┌─ Input records
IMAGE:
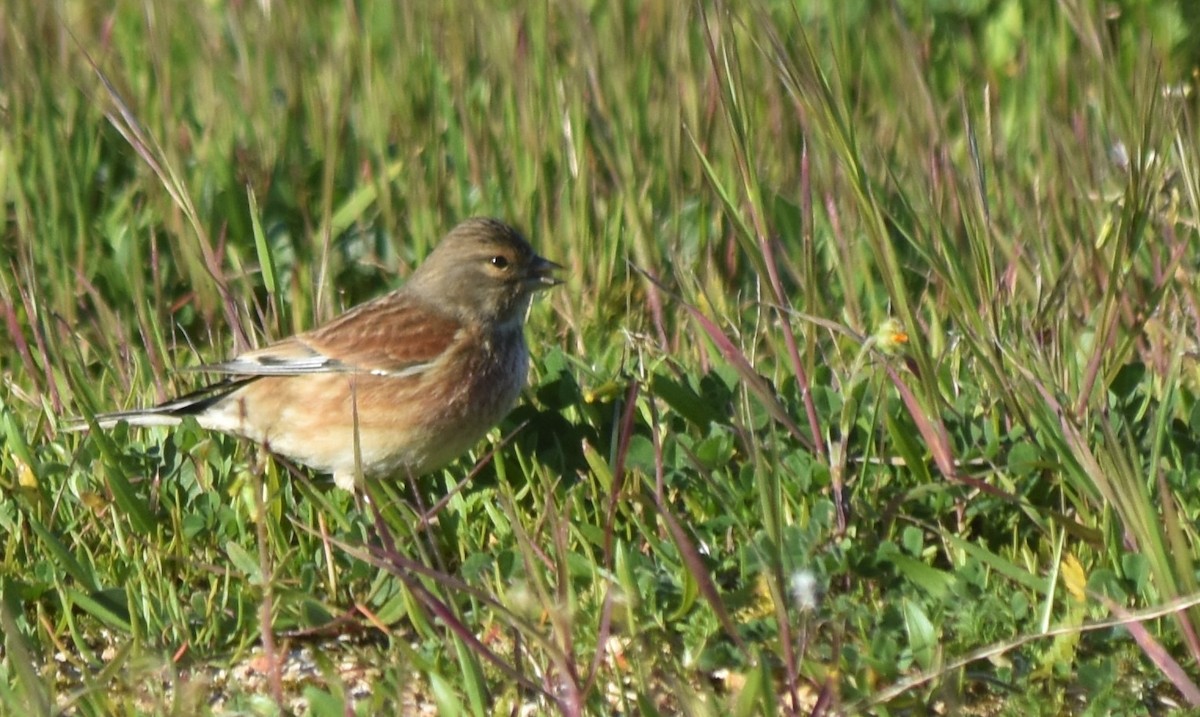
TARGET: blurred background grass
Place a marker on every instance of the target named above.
(1013, 181)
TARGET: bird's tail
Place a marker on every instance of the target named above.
(171, 413)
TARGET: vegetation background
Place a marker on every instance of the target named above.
(732, 487)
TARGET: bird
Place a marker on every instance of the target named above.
(407, 381)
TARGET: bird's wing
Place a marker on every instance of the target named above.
(391, 336)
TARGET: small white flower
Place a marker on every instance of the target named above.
(804, 590)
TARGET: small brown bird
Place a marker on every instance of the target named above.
(419, 374)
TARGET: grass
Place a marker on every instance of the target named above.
(732, 486)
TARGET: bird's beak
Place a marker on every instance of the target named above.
(541, 273)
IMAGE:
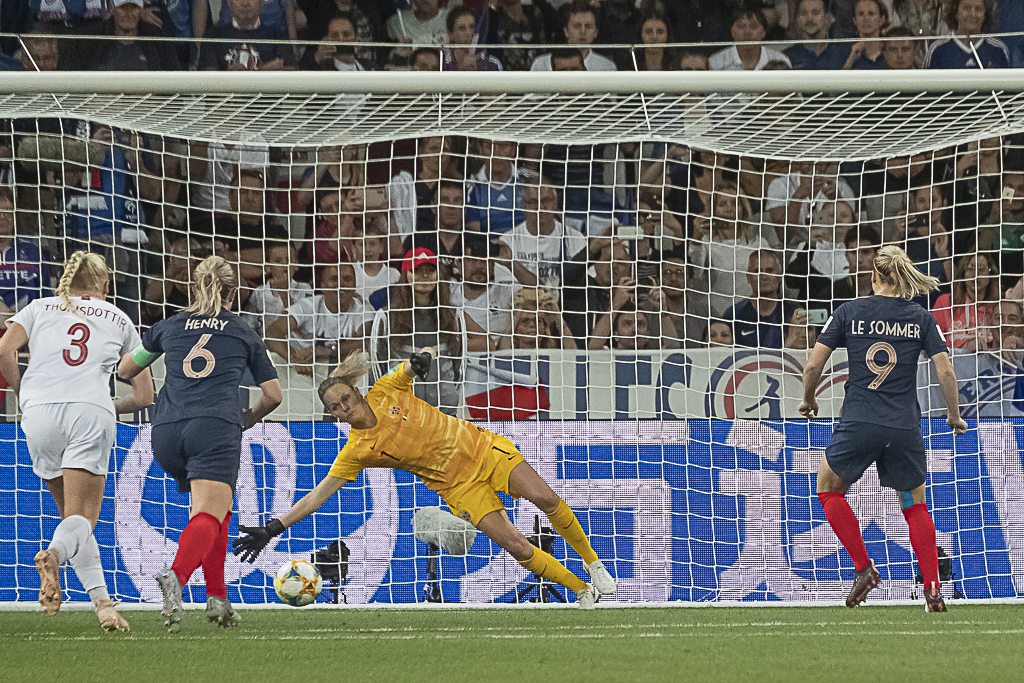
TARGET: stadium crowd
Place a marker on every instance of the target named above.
(477, 245)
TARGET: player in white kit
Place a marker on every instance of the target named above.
(70, 421)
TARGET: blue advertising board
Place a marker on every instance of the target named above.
(694, 510)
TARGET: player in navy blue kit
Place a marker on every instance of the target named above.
(884, 336)
(198, 423)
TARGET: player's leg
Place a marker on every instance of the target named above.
(497, 526)
(525, 482)
(832, 493)
(923, 539)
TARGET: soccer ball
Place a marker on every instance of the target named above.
(297, 583)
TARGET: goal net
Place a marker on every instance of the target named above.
(623, 273)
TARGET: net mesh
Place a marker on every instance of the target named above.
(590, 251)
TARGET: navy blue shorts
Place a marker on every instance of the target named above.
(899, 454)
(199, 449)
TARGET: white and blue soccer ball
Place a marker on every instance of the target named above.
(297, 583)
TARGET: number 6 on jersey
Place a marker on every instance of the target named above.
(198, 351)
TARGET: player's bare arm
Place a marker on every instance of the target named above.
(13, 339)
(812, 376)
(950, 391)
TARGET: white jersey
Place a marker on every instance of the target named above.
(72, 356)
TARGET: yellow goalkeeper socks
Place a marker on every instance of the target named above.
(545, 565)
(568, 527)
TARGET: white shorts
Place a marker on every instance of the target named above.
(69, 435)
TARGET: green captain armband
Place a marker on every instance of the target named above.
(142, 357)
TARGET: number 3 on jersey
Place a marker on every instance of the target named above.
(81, 331)
(198, 351)
(881, 371)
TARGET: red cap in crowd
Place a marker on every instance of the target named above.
(418, 257)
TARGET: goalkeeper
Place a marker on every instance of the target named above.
(466, 465)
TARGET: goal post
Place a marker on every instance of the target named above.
(593, 236)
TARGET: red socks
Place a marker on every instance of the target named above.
(923, 540)
(213, 563)
(845, 523)
(195, 544)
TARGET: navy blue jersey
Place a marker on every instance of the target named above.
(884, 338)
(206, 358)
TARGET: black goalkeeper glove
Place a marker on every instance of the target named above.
(421, 364)
(249, 546)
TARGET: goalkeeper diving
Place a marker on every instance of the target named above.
(464, 464)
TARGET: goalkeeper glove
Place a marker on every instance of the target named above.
(249, 546)
(420, 364)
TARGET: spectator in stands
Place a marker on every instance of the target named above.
(414, 200)
(520, 24)
(1005, 231)
(619, 23)
(1011, 331)
(492, 202)
(791, 198)
(654, 35)
(567, 58)
(280, 291)
(749, 30)
(41, 53)
(580, 29)
(900, 53)
(965, 316)
(324, 327)
(870, 17)
(242, 49)
(693, 61)
(169, 294)
(968, 17)
(449, 208)
(365, 16)
(800, 335)
(374, 274)
(922, 17)
(680, 324)
(861, 247)
(813, 20)
(126, 53)
(461, 52)
(542, 246)
(423, 25)
(720, 250)
(421, 314)
(250, 225)
(762, 321)
(23, 274)
(719, 334)
(819, 263)
(484, 295)
(426, 58)
(327, 56)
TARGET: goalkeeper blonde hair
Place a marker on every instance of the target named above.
(348, 372)
(84, 271)
(896, 268)
(213, 283)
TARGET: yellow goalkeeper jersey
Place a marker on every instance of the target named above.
(414, 436)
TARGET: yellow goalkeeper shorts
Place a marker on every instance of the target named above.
(474, 500)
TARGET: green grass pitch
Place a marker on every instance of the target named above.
(972, 643)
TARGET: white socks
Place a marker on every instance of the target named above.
(74, 542)
(70, 537)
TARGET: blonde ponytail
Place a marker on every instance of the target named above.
(213, 281)
(896, 268)
(84, 271)
(348, 372)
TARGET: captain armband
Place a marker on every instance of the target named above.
(142, 357)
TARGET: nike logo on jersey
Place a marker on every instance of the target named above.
(201, 323)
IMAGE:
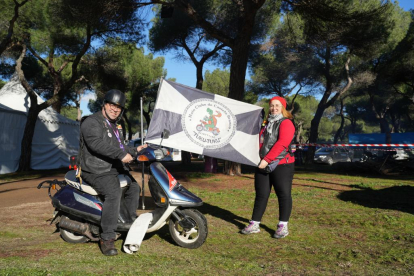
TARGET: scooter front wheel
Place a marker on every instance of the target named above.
(190, 238)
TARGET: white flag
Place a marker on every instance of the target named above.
(205, 123)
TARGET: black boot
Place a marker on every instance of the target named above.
(108, 247)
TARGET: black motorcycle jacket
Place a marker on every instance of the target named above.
(100, 148)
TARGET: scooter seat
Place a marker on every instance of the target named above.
(73, 181)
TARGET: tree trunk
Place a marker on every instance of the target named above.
(129, 127)
(26, 145)
(313, 136)
(340, 129)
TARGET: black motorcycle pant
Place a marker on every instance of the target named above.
(281, 180)
(107, 185)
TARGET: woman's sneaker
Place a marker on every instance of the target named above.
(281, 232)
(252, 228)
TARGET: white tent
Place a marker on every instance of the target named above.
(55, 139)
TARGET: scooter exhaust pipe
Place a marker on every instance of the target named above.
(72, 225)
(77, 227)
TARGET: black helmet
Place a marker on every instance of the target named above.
(116, 97)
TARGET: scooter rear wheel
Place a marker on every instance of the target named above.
(189, 238)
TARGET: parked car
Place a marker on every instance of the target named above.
(330, 155)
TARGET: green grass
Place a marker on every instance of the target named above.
(341, 224)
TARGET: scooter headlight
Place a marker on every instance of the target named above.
(159, 154)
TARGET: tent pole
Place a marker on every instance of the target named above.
(143, 165)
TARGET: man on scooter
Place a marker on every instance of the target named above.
(103, 156)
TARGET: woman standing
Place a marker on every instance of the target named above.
(275, 139)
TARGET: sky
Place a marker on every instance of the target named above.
(184, 71)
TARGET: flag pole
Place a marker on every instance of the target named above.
(143, 165)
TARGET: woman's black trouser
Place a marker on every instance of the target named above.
(281, 180)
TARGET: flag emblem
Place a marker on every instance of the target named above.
(208, 123)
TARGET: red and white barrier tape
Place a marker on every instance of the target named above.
(357, 145)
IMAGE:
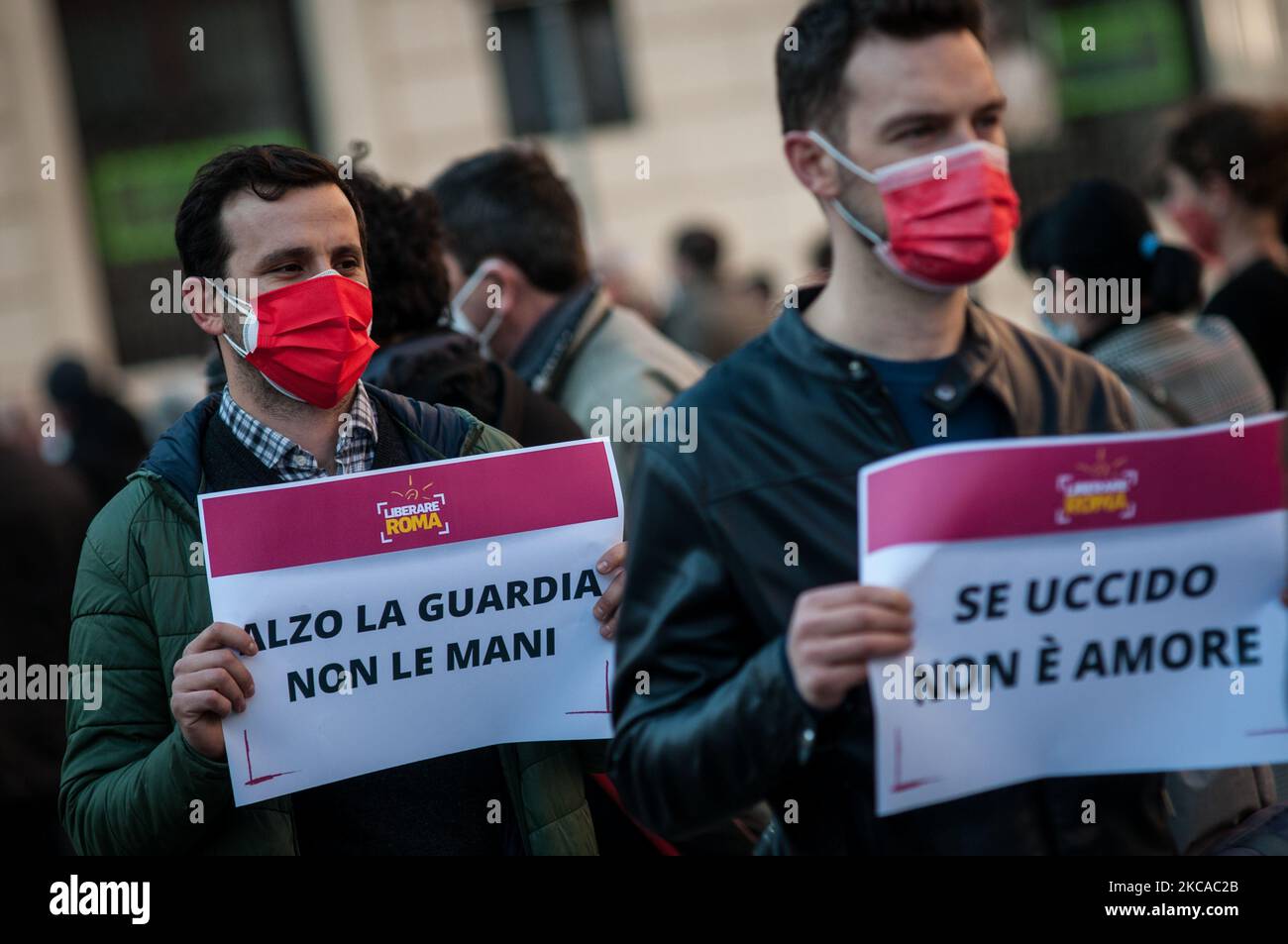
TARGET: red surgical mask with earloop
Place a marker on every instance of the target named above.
(310, 340)
(949, 215)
└─
## Task details
The entries above must be restated exactly in the answer, and the pictures left out.

## Solution to the problem
IMAGE:
TARGET: blurred background grass
Place a marker on every instance of the target named above.
(1013, 181)
TARGET: bird's tail
Place a marker on every instance of the target named above.
(171, 413)
TARGET: vegetation background
Place a marker on every instance of the target named above.
(732, 487)
TARGET: bird
Place a marker on every instance of the target named above.
(407, 381)
TARGET: bird's wing
Place a marker on every instance of the target named above.
(391, 336)
TARGET: small white flower
Place a marker on every instance of the target named above.
(804, 590)
TARGET: small brown bird
Place a marker on every instance of the target named above.
(419, 374)
TARGET: grass
Place a marker on every instance of the target named above.
(732, 486)
TARGET: bird's beak
Place a marker on every instance of the target named above.
(541, 273)
IMAGE:
TARGET: stadium crowd
Place a marker on every instance of the target named above.
(477, 245)
TARGET: player in white kit
Place a marker on every instance of the target named above.
(70, 421)
TARGET: blue advertising board
Place a marker on every instance of the target named above.
(694, 510)
TARGET: player in navy blue kit
Place a marker on every instance of the target named above.
(884, 336)
(198, 423)
TARGET: player's leg
Place a marker on every instance of the target named above.
(497, 526)
(525, 482)
(832, 493)
(923, 539)
TARGET: soccer ball
Place a marker on every instance of the target named above.
(297, 583)
TARGET: goal net
Place a marker on every instance of the target named above.
(623, 273)
TARGET: net mesh
Place a marker on every instance of the target named above.
(590, 251)
TARGET: navy blue shorts
Place a marker on every instance of the target named above.
(899, 454)
(199, 449)
TARGET: white and blue soccer ball
Place a marker on every instance of the target named above.
(297, 583)
TARGET: number 6 on jersey
Place a marker on every instance of the target named above.
(198, 351)
TARGET: player's bare arm
Place a marker on every instance of the target named above.
(13, 339)
(812, 376)
(950, 391)
TARGET: white jersey
Place a marker on every instance of the target named above.
(72, 356)
TARGET: yellow goalkeeper socks
Place a marker on every instance of the target named above.
(545, 565)
(568, 527)
TARGET: white shorts
Place a marker on every instance of the target named above.
(69, 435)
TARGET: green captain armband
Place a marker on every instance of the target named above.
(142, 357)
TARGET: number 3 on jersey
Place a marker on every instance of the target named above.
(81, 331)
(198, 351)
(881, 371)
TARGET: red cap in crowd
Place a marker on every instance of the target named above.
(418, 257)
TARGET: goalkeeper
Place a marker on every instance of the target named above.
(466, 465)
TARGET: goal post
Place a marker on every instance of the target named above.
(593, 236)
TARGET: red socks
Place a marker on every instance of the target named above.
(923, 540)
(213, 563)
(845, 523)
(195, 544)
TARGET: navy blue jersey
Place a marker on every instance of the target named above.
(884, 338)
(206, 358)
TARGET: black goalkeeper glove
Place a marker on every instance of the target named above.
(421, 364)
(249, 546)
TARGET: goalkeeper diving
Place a marker on every instance of the target named above.
(464, 464)
TARGET: goalkeeper glove
Place a marker on every instance of the target named above.
(249, 546)
(420, 364)
TARGET: spectator in stands
Place a marker on every instance of the target named above.
(414, 200)
(520, 24)
(1005, 231)
(619, 23)
(1011, 331)
(492, 202)
(791, 198)
(654, 35)
(567, 58)
(280, 291)
(749, 30)
(41, 53)
(580, 29)
(900, 53)
(965, 316)
(324, 327)
(870, 17)
(242, 49)
(693, 61)
(169, 294)
(968, 17)
(449, 208)
(365, 16)
(800, 335)
(374, 274)
(922, 17)
(680, 324)
(861, 247)
(813, 20)
(126, 53)
(461, 52)
(542, 246)
(423, 25)
(720, 250)
(421, 314)
(250, 225)
(762, 321)
(23, 274)
(719, 334)
(819, 263)
(484, 295)
(426, 58)
(327, 56)
TARGET: goalkeeper blonde hair
Place a marker on every instance of the target named above.
(348, 372)
(84, 271)
(896, 268)
(213, 283)
TARGET: yellow goalkeeper jersey
Place a marker on every instance of the target named above.
(414, 436)
TARGET: yellow goalkeeper shorts
Place a marker on every instance of the target named above.
(474, 500)
TARGET: green grass pitch
Place a marker on every instance of the target named above.
(972, 643)
TARGET: white socks
Place a marker on every instance of the target named above.
(74, 542)
(70, 537)
TARGET: blonde ponytail
Place a marker on every instance of the target named above.
(213, 281)
(896, 268)
(84, 271)
(348, 372)
TARGET: captain armband
Place a marker on every instance of the target named above.
(142, 357)
TARGET: nike logo on jersey
Place a marker on every instance of the target named above.
(201, 323)
IMAGE:
TARGET: scooter front wheel
Place a marker on every instance of the target named above.
(190, 238)
TARGET: white flag
Place a marker on every instance of the target named above.
(205, 123)
TARGET: black boot
Place a marker on every instance of the target named above.
(108, 247)
TARGET: black motorcycle jacket
Place a marker on every instance of the target named above.
(100, 148)
TARGET: scooter seat
Place a marker on every instance of the target named above.
(73, 181)
TARGET: tree trunk
Place a marker on every instance of the target named above.
(129, 127)
(26, 145)
(313, 136)
(340, 129)
TARGET: black motorcycle pant
Place a marker on every instance of the target named above.
(281, 180)
(107, 185)
TARGET: woman's sneaker
Place a marker on every instance of the target named above.
(281, 232)
(252, 228)
TARGET: white tent
Place a marker on every instance of the target named above.
(55, 139)
TARGET: scooter exhaust pipe
Place a marker on every instance of the target named above.
(72, 225)
(77, 227)
TARGET: black helmet
Place a marker on every instance of the target named above.
(116, 97)
TARGET: scooter rear wheel
Place a marker on every instance of the target named above.
(189, 238)
TARGET: parked car
Place a marker on every instance of the target named above.
(330, 155)
TARGET: green grass
Place a marker on every instance of the target named above.
(341, 224)
TARGET: scooter headlight
Place a marker on every instance of the target named above.
(159, 154)
TARGET: tent pole
Place a marker on every instance of the target named above.
(143, 165)
TARGET: man on scooter
Place a marker on every instance of the target named above.
(103, 156)
TARGET: woman standing
Place a marker on every instance of the target named above.
(275, 139)
TARGET: sky
Place a marker on every instance of the target named above.
(184, 71)
TARGET: flag pole
Place a marker on every instance of the target named above.
(143, 165)
TARGET: woman's black trouser
Place a marker on every instance of the target named above.
(281, 180)
TARGET: flag emblem
Place a marker on every instance of the target named above.
(208, 123)
TARGET: red and white barrier tape
Place a marker on every instance of the target named above.
(357, 145)
IMAGE:
TARGET: red surgical mask with earloop
Place a marker on every instance of the target named above.
(310, 340)
(949, 215)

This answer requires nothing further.